> TAREFA PROPOSTA A:
Você pode imprimir, sem nenhuma alteração, o trecho de "Continuamos a tratar" até "montes de Léon." do texto sobre as regiões vinícolas do norte da Espanha?

> TEXTO:

+ + + + +

Enquanto Toro abastecia as cidades medievais de tintos, e a Rueda de brancos, Cigales fazia seus rosados ou claretes.
Continuamos a tratar sobre a nobre faixa setentrional vitivinícola da Espanha. Comecei pelas extremidades leste e oeste e agora sigo em direção ao centro. Começo pelo oeste, pela D.O. Bierzo, que fica a noroeste da região de Castilla y Léon, em zona fronteiriça com Galícia e Astúrias. Esse seu posicionamento lhe garante um excelente microclima, em termos de equilíbrio entre a umidade oceânica e a aridez das mesetas, moderando o perfil continental em seus extremos de calor e frio. Seus vinhedos estão situados em encostas de leve inclinação, numa grande depressão, rodeada pela Cordilheira Cantábrica e pelos montes de Léon.
Bierzo é sinônimo da cepa Mencía, uma variedade de cor azul violáceo e película grossa, que gera vinhos tintos muito agradáveis de beber, com uma bela cor, muita fruta, acidez, taninos finos e uma vivacidade mineral. A D.O. foi criada em 1989, mas se caracteriza pela resistência a grandes especulações corporativas, mantendo vinhedos antigos e terras em mãos de pequenos camponeses. A vinificação se dá em cooperativas ou por parte de pequenos produtores, que aprenderam a extrair o melhor de sua uva autóctone, a Mencía. São cultivadas também a Garnacha Tintorera, assim como Tempranillo e as bordalesas Cabernet Sauvignon e Merlot. Seus vinhos têm um perfil mais jovem, apesar de intensos e com reduzida passagem por madeira.
Rumo ao centro-norte, a sul de Bierzo, a próxima parada é na D.O. Toro, cuja reputação remonta à Idade Média, quando o rei leonês Afonso IX concedeu privilégios reais a esta Comarca para provimento de vinhos às comunidades religiosas de regiões sem vinhedos. No século XIX, a região teve maior êxito no enfrentamento à Filoxera, em função de seu solo arenoso, o que lhe rendeu exportações à França e impulso econômico.

+ + + + +

> DADOS A UTILIZAR:
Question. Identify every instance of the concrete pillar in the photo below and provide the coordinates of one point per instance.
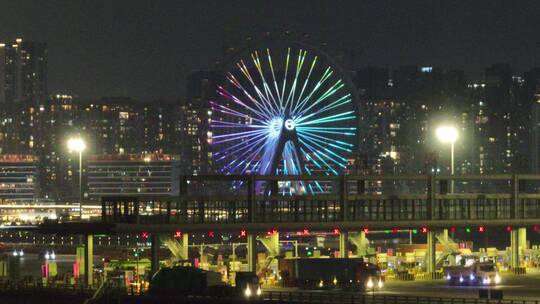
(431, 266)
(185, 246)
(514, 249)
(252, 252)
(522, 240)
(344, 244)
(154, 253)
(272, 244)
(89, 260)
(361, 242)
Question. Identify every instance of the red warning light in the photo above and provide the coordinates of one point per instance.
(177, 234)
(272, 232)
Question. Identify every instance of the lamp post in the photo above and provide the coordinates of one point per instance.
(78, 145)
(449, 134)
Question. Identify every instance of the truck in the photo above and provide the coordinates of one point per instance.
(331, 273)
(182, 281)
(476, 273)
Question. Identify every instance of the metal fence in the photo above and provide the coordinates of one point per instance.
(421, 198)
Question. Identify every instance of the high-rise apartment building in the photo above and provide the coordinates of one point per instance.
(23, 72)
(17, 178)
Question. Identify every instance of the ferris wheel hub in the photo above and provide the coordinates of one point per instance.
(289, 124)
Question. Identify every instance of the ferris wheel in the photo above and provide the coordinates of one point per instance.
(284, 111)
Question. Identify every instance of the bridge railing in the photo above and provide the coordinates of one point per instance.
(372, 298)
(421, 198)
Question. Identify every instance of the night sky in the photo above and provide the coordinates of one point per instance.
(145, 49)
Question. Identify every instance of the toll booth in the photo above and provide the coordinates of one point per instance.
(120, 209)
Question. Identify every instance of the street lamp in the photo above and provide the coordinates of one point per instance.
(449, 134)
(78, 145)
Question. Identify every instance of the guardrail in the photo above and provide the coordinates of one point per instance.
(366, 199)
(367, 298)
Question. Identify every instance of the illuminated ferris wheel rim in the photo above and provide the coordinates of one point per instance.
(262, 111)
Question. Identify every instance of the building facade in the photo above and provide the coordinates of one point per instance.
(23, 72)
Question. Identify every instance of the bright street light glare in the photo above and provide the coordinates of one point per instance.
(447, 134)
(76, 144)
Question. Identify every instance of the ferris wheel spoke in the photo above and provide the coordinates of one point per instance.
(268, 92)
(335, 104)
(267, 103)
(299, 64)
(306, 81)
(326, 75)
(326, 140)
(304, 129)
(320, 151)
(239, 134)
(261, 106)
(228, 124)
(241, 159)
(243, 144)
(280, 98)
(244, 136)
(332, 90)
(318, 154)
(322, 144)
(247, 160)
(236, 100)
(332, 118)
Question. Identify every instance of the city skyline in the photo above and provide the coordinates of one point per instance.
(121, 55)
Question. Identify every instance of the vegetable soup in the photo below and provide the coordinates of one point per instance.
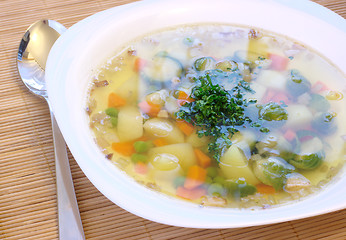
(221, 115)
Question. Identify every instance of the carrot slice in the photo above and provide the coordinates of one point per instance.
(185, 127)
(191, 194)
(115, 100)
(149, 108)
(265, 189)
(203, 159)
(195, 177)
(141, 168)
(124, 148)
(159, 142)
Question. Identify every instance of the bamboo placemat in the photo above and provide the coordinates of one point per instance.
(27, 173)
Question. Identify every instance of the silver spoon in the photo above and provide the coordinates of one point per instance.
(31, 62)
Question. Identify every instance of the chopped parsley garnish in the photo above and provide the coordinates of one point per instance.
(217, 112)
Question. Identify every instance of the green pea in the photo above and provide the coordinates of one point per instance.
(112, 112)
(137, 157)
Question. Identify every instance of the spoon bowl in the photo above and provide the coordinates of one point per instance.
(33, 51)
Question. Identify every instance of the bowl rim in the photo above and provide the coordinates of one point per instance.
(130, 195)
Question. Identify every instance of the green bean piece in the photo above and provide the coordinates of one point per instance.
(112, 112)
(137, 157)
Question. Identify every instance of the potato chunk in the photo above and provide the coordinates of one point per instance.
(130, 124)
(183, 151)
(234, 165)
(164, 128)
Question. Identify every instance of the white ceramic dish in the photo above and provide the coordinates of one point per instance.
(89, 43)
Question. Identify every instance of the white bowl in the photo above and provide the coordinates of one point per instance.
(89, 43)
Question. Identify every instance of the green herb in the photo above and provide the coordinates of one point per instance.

+ + + + +

> TAREFA PROPOSTA B:
Quais linhas acima trazem a palavra "street"? Liste cada uma delas.

> RESPOSTA ESCRITA A:
Continuamos a tratar sobre a nobre faixa setentrional vitivinícola da Espanha. Comecei pelas extremidades leste e oeste e agora sigo em direção ao centro. Começo pelo oeste, pela D.O. Bierzo, que fica a noroeste da região de Castilla y Léon, em zona fronteiriça com Galícia e Astúrias. Esse seu posicionamento lhe garante um excelente microclima, em termos de equilíbrio entre a umidade oceânica e a aridez das mesetas, moderando o perfil continental em seus extremos de calor e frio. Seus vinhedos estão situados em encostas de leve inclinação, numa grande depressão, rodeada pela Cordilheira Cantábrica e pelos montes de Léon.

> RESPOSTA ESCRITA B:
Question. Identify every instance of the street lamp in the photo above and provide the coordinates of one point per instance.
Question. Identify every instance of the bright street light glare in the photo above and provide the coordinates of one point per instance.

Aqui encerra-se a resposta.